[Dataset rows showing where objects appear]
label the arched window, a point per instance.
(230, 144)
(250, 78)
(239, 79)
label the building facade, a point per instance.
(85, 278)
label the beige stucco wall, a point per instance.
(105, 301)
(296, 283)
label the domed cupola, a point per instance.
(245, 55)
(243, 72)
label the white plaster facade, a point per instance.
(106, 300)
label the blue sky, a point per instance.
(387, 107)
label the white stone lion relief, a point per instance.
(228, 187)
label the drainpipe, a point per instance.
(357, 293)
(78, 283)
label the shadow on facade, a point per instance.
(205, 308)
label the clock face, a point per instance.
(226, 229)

* * *

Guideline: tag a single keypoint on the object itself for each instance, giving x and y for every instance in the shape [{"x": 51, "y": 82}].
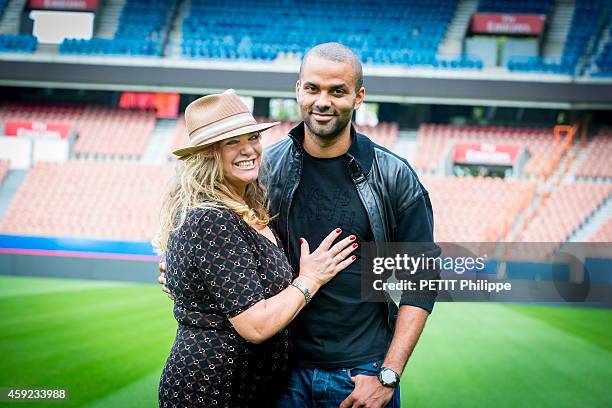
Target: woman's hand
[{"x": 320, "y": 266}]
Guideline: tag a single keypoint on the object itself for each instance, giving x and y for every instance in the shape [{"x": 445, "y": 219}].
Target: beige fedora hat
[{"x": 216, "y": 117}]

REQUEST :: Please pull out every line of the listing above that contains the word "facade", treating uppercase and lowercase as different.

FINISHED EXERCISE ::
label the building facade, a point per instance.
label the white plaster facade, a point per instance.
label the shadow on facade, a point per instance.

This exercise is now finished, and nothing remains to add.